→ What you need to do: Each entry that follows should be set down precisely, with its pictures removed.

→ Data records:

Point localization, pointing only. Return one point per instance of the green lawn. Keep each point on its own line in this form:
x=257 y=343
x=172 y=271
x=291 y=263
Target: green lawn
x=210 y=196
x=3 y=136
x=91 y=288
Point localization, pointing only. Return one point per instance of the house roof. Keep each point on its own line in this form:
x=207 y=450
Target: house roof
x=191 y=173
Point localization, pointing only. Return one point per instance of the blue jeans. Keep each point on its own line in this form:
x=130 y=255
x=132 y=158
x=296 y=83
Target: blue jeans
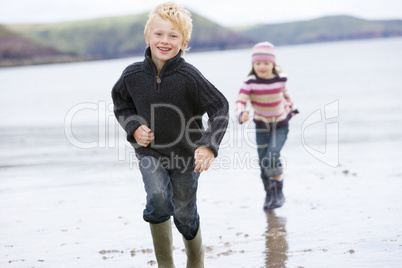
x=170 y=192
x=270 y=141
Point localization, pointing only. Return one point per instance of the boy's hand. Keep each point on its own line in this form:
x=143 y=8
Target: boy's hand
x=143 y=135
x=203 y=159
x=244 y=117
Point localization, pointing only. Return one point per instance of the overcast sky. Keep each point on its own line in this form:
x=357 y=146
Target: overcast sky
x=224 y=12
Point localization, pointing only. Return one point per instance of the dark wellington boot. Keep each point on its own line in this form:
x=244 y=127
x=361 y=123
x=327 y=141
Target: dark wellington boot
x=268 y=196
x=278 y=198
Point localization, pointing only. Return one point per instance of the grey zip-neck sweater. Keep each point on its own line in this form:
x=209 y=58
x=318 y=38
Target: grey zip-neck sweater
x=172 y=105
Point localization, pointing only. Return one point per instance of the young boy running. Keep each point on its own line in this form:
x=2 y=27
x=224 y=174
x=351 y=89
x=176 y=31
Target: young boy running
x=160 y=102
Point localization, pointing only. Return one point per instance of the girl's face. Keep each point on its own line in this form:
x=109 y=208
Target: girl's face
x=165 y=41
x=264 y=69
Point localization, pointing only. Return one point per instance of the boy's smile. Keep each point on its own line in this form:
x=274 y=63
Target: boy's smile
x=165 y=41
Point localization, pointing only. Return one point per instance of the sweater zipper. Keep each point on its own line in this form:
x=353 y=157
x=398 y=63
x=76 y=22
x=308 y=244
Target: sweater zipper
x=158 y=81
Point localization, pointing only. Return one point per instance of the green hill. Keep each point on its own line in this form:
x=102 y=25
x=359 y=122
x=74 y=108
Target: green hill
x=115 y=37
x=334 y=28
x=121 y=36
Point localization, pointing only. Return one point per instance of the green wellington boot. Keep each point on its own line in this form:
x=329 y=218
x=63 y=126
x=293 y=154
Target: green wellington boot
x=195 y=251
x=163 y=243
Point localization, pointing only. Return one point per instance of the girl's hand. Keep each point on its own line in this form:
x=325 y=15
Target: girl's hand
x=143 y=135
x=244 y=117
x=203 y=159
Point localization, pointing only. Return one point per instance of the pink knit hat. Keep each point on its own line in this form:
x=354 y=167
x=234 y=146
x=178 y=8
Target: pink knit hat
x=263 y=51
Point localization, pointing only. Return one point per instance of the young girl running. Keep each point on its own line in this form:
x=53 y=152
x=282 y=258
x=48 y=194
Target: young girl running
x=266 y=91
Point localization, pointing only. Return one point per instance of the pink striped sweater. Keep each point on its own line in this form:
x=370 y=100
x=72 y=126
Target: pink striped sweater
x=269 y=99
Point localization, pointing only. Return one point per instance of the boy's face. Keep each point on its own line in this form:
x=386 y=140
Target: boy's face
x=165 y=41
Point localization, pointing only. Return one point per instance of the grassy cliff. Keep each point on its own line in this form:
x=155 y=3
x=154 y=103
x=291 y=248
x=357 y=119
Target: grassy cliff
x=115 y=37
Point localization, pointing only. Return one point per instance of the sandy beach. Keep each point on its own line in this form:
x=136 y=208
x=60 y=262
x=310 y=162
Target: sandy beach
x=75 y=198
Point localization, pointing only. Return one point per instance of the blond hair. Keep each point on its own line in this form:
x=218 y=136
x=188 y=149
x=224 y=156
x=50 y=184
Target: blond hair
x=177 y=15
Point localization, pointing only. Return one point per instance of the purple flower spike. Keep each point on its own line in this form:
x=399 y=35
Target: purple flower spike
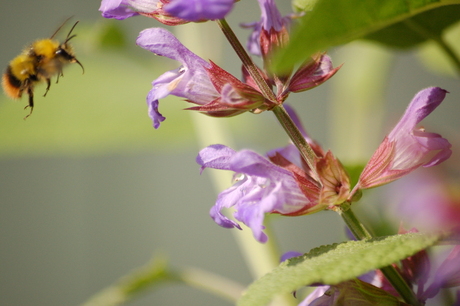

→ The completed task:
Point localization, pointing only. Return one point per instance of the green lawn. Keep each point on its own line in this form:
x=257 y=343
x=172 y=271
x=291 y=263
Target: green lawn
x=210 y=196
x=3 y=136
x=91 y=288
Point localization, pointing only. Return one point per instance of the house roof. Keep each point on its own line in this form:
x=207 y=450
Target: house roof
x=191 y=173
Point localization, pointing only. Return one point per instance of the blue jeans. Keep each point on its own line in this form:
x=130 y=255
x=132 y=158
x=296 y=83
Target: blue jeans
x=170 y=192
x=270 y=141
Point localization, pointing only. Return one point per instance of the boy's hand. Keep each point on its own line in this form:
x=143 y=8
Target: boy's hand
x=143 y=135
x=203 y=159
x=244 y=117
Point localization, pointing only. Return one point per instance of the overcast sky. Keep each point on its own line in this form:
x=357 y=146
Target: overcast sky
x=224 y=12
Point localization, pointing only. Return one point per instance of the dark wellington boot. Keep each point on its own line in this form:
x=244 y=127
x=361 y=123
x=327 y=141
Target: dark wellington boot
x=268 y=196
x=278 y=198
Point localization, pointing only. Return one point per instance of the grey zip-neck sweater. Keep each point on its own line in this form:
x=209 y=58
x=318 y=38
Target: grey zip-neck sweater
x=172 y=105
Point localization, pointing only. Return one point per instance of the young boy running. Keep each point on its own line in this form:
x=2 y=27
x=224 y=174
x=351 y=89
x=176 y=31
Target: young boy running
x=160 y=102
Point localization, pointing only. Return one point per instance of the girl's face. Keep each point on its own line in this form:
x=109 y=208
Target: girl's face
x=165 y=41
x=264 y=69
Point localization, pointing only. Return one point per instance of the boy's smile. Keep each point on its own line in this form:
x=274 y=63
Target: boy's smile
x=165 y=41
Point localization, pointing only. Return one point per instance of the sweater zipper. Keep each point on its own line in this form:
x=353 y=157
x=398 y=63
x=76 y=22
x=308 y=244
Target: sweater zipper
x=158 y=81
Point localization, pointing only. Return one point per instance of the green hill. Keep each point on its own line in this form:
x=102 y=25
x=359 y=122
x=74 y=108
Target: green hill
x=115 y=37
x=334 y=28
x=121 y=36
Point localization, pointing only. Return one point per instance of the green wellington boot. Keep each point on its own line in this form:
x=329 y=218
x=63 y=126
x=293 y=154
Target: green wellington boot
x=195 y=251
x=163 y=243
Point localization, pointing only. Return one point per instance of the girl's hand. Keep each point on its own line in this form:
x=325 y=15
Target: girl's hand
x=143 y=135
x=244 y=117
x=203 y=159
Point localization, pointing only. Return one point per instance of the pink knit hat. Keep each point on its own line in this form:
x=354 y=167
x=234 y=146
x=178 y=8
Target: pink knit hat
x=263 y=51
Point localization, pointing only. Return one point per instance of the young girl running. Keep each point on its own line in this form:
x=53 y=152
x=282 y=258
x=48 y=194
Target: young girl running
x=266 y=91
Point localization, pointing only. Return one point per instance of the pink striped sweater. Keep each point on its own line in this form:
x=370 y=100
x=72 y=126
Target: pink striped sweater
x=269 y=99
Point localization, pointing only. Return one point per instance of the boy's face. Keep each point on its own line in this form:
x=386 y=140
Target: boy's face
x=165 y=41
Point localization, pointing only. Return one point per instance of the grassy cliff. Keep each point on its own line in this form:
x=155 y=3
x=154 y=103
x=291 y=248
x=357 y=119
Target: grassy cliff
x=115 y=37
Point localization, pointing only. Return one point per instance of the sandy beach. Keep each point on its own line in this form:
x=136 y=208
x=60 y=262
x=310 y=162
Target: sandy beach
x=75 y=198
Point localization, pointing only. Return one point per instance of the blond hair. Keep each point on its own line in this form:
x=218 y=136
x=188 y=149
x=224 y=156
x=50 y=184
Target: blond hair
x=177 y=15
Point localization, pointing only. Return one point per instance of the purple flower spike. Keep each point on its own line in this form:
x=399 y=35
Target: purple flower spike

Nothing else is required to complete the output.